What to work on: Reproduce each line exactly, including spacing and punctuation.

Data provided:
○ ○ ○ ○ ○
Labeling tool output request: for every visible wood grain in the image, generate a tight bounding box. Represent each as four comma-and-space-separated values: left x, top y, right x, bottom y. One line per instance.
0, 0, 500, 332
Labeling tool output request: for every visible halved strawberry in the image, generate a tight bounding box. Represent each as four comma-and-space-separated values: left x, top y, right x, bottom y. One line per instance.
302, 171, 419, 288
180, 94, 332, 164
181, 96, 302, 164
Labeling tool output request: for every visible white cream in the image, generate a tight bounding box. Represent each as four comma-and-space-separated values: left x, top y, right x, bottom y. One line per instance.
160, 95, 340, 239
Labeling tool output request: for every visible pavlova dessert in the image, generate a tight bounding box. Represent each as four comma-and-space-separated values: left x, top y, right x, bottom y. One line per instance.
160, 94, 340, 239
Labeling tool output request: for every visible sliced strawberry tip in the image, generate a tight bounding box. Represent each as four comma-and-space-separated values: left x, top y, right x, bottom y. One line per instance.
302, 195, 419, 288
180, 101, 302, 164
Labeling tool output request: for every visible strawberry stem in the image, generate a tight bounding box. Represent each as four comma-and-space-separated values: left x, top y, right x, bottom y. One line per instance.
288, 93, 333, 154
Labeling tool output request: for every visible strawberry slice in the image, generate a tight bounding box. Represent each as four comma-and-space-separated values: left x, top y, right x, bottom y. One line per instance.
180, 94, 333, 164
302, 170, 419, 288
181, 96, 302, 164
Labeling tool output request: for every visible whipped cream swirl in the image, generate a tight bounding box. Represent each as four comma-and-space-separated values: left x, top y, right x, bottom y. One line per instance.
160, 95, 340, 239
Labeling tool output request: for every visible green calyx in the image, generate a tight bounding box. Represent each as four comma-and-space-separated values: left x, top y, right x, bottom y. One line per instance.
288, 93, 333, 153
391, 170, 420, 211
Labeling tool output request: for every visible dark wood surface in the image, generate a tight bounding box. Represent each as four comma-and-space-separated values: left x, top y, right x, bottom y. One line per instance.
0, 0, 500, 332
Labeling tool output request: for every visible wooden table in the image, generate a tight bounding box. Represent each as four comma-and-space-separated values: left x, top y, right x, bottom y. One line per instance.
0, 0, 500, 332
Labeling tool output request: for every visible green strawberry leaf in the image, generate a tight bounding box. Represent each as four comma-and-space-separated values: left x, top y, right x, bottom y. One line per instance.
○ ○ ○ ○ ○
Result:
Labeling tool output request: for every visible wood grain in the image, generate a tight bounding box. Represent each as four comma-and-space-separated values: left x, top y, right x, bottom y. One line per instance.
0, 0, 500, 332
Labeling tool output request: for every visible halved strawberry in the image, generate a tight bounding box. Represent each as four comma-and-space-separated values: left x, top y, right x, bottom y. One line per instance.
302, 171, 419, 288
180, 94, 332, 164
181, 96, 302, 164
Labeling tool output request: for every visible white cream in the image, generate a tight bounding box. Represent each as four comma-and-space-separated values: left x, top y, right x, bottom y. One line per instance.
160, 95, 340, 239
Labeling tool output request: for every visible pavlova dessert in the image, generate a tight bounding box. Represent each as four comma-and-space-separated values: left x, top y, right x, bottom y. One line per instance.
160, 94, 340, 239
Labeling tool output request: for every visible sliced strawberry tip in the image, generate a tight bounding box. Represent each as four comma-and-space-separated values: left x, top y, right x, bottom y. One line per instance.
302, 195, 419, 288
180, 101, 302, 164
Labeling tool output request: for every visible strawberry stem in the image, generate a tight bounding box. Represent each as four comma-and-space-separated values: left x, top y, right x, bottom y. One line per instance.
288, 93, 333, 154
Labeling tool output request: for every visible strawberry slice in the image, generate a tight bounding box. Represent each as four comma-and-space-separated values: left x, top y, right x, bottom y. One line per instance.
180, 94, 333, 164
302, 170, 419, 288
181, 96, 302, 164
Labeling tool output request: for every visible whipped cream swirl in the image, generate a tight bounding box. Represent each as four comma-and-space-separated values: left x, top y, right x, bottom y. One line per instance.
160, 95, 340, 239
Labeling tool output request: for every visible green calyx in the image, generate a tight bounding box. Represent each as four comma-and-space-separated values: left x, top y, right x, bottom y. One line per instance.
288, 93, 333, 153
391, 170, 420, 211
Labeling tool output request: for every visible dark wood surface in the image, generate a tight bounding box. Represent each as four comma-and-space-separated values: left x, top y, right x, bottom y. One line per instance.
0, 0, 500, 332
Labeling tool output request: for every visible wooden table in the image, generate a tight bounding box. Represent each as four comma-and-space-separated values: left x, top y, right x, bottom y. One line per instance.
0, 0, 500, 332
Labeling tool output request: for every visible green strawberry leaf in the image, generate a tight bounding box. Represent each as four comma-and-space-separated values: left x, top y, right x, bottom y. One line per instance.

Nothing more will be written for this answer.